**TASK INSTRUCTIONS**. Nothing in the records may change. Print them all again.

**EXERCISE MATERIAL**.
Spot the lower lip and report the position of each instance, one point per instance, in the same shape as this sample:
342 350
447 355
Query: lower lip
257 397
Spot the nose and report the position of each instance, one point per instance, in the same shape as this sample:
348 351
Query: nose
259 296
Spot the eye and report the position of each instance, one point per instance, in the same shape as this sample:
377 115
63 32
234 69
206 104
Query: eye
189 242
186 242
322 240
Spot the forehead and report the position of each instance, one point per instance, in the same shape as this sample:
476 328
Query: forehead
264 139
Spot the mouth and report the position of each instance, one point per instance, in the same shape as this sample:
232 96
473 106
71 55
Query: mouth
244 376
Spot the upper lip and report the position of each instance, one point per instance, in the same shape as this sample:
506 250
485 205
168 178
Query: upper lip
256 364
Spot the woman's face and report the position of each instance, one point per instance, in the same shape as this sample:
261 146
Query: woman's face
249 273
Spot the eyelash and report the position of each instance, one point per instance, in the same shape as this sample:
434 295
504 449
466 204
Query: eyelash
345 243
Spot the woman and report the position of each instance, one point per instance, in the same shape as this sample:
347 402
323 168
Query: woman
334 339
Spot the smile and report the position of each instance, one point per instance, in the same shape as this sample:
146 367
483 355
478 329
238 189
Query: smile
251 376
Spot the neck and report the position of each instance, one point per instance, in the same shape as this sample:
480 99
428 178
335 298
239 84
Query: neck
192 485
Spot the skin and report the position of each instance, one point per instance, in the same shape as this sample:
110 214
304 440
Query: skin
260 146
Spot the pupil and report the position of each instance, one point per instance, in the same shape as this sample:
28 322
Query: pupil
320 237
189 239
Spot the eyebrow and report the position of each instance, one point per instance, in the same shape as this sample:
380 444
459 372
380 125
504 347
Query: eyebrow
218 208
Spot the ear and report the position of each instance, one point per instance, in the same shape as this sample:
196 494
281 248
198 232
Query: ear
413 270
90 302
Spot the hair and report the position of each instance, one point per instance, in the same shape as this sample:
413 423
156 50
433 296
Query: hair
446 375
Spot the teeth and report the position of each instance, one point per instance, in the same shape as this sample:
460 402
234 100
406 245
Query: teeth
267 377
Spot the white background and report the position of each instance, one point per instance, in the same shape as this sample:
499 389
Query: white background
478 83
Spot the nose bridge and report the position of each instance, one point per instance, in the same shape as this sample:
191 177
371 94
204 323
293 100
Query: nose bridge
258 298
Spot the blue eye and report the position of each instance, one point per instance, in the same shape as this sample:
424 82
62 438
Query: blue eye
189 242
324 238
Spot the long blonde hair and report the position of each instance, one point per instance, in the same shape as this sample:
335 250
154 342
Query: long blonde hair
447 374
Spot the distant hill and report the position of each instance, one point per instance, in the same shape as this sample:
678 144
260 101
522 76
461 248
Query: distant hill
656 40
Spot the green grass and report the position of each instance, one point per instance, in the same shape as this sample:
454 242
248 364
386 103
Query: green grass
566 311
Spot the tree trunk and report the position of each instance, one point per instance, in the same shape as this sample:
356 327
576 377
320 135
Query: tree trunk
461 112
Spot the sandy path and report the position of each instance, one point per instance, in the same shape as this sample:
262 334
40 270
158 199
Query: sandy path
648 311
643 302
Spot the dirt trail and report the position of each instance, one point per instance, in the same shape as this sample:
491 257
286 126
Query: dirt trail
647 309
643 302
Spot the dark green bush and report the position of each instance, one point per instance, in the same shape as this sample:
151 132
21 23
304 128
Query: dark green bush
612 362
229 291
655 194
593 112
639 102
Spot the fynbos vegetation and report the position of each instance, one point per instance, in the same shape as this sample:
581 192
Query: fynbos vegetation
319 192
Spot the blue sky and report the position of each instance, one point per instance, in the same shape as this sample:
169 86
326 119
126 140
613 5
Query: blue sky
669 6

**SOLUTION**.
Spot the lower lip and report the position of each instance, one point per instance, in the same shape as this sample:
342 350
447 355
Query: lower lip
257 397
Spot the nose and report the position of each instance, one point per instance, in the same shape as this sample:
348 351
Query: nose
259 296
Spot the eye and report the position of each instance, one point per instance, in the same shape as this sample:
377 115
63 32
234 69
206 104
Query: eye
189 242
186 242
322 240
Spot the forehead and report the position of each instance, one point per instance, in the same shape as this sample:
476 328
Query: forehead
264 139
Spot the mouth and report the position of each instance, one point per instance, in the same shape as this sample:
232 96
473 106
71 55
Query: mouth
244 376
Spot the upper lip and report the position of each instance, one point per instance, in the same shape as this sample:
506 250
485 205
168 178
Query: upper lip
256 364
Spot the woman's face and report the position of each instance, one point per instance, in the same shape as this sample:
261 146
Query: woman's face
249 273
Spot the eyelash and report the position of each instance, one point per instance, in the same shape as this sample:
434 295
504 449
466 204
Query: eyelash
345 243
Spot the woman and report the position of each instance, one point per instance, in the same shape as this sample:
347 402
323 168
Query: woman
334 339
Spot the smile and report the position of each instance, one point per instance, in the same shape as this sample:
146 367
483 355
478 329
238 189
Query: smile
251 376
Spot the neck and report the position of each instance, one point per instance, in the same shape as this sample:
480 99
428 178
335 298
239 84
Query: neck
192 485
Spot the skin and report the position of each instance, one point per instance, in the same shape as this sample:
110 214
304 440
Query: skin
260 146
Spot the pupil and report the position of each instance, one point per instance, in the same shape as this sample:
28 322
Query: pupil
320 237
189 239
Spot the eyebrow and report the position of each instance, one point per instance, in the same shape as this sample:
380 444
459 372
380 125
504 347
Query: eyebrow
218 208
Spot the ear and report the position of each instance, one point per instance, in the same shape as this sample:
196 494
281 248
198 232
Query: ear
413 270
90 302
Spot the hair and report the position of each instance, one point per instance, in the same shape as this sample:
413 423
156 50
433 296
Query: hair
446 375
Spot the teeth and report the position of each instance, one point per instance, in the same shape as this sample:
460 402
234 100
406 245
Query: teeth
267 377
Spot the white background and report the position of each instance, one point per instance, in the same shape as this sample:
499 389
Query: white background
478 83
Spot the nose bridge and report the position of each instance, one point per instance, in the same shape as this sample:
191 177
371 94
204 323
293 100
Query: nose bridge
258 298
Spot the blue eye and report the position of each instance, one point per instance, in the same shape as this sample:
424 82
62 438
Query: blue eye
189 242
324 238
Spot the long blonde hair and report the position of each instance, one point per instance, in the same shape as this sample:
335 250
154 342
Query: long blonde hair
447 374
Spot the distant hill and report the position of each instance, one point per instance, in the same shape as this sample:
678 144
260 101
522 76
461 248
Query: distant hill
656 40
Spot the green grass and report the position of each instance, one point per instance, in the same shape as this sample:
454 242
248 364
386 103
Query: green grass
566 311
Spot the tree trunk and report the position of each instance, one point per instance, in the same shape as this sample:
356 327
576 377
320 135
Query: tree trunk
461 112
Spot the sandy path and report the position of each instance, one point per instance, in the same shape as this sample:
262 334
40 270
158 199
Query: sandy path
648 311
643 302
Spot the dirt trail and report the position of each instance, one point per instance, in the same shape as this sample:
491 257
286 126
Query: dirt trail
647 309
643 302
Spot the dark green bush and report the position of each instance, one point per instance, in the same shape as this sample:
151 132
21 23
304 128
Query: dark green bush
612 362
229 291
655 194
593 112
639 102
Spot the fynbos vegetation and report the position of each instance, one point per instance, in the same shape as this sample:
581 192
Query: fynbos vegetation
319 192
Spot the blue sky and report the position of each instance, one point per instance, in the same shape as this sample:
169 86
326 119
126 140
613 5
Query: blue sky
669 6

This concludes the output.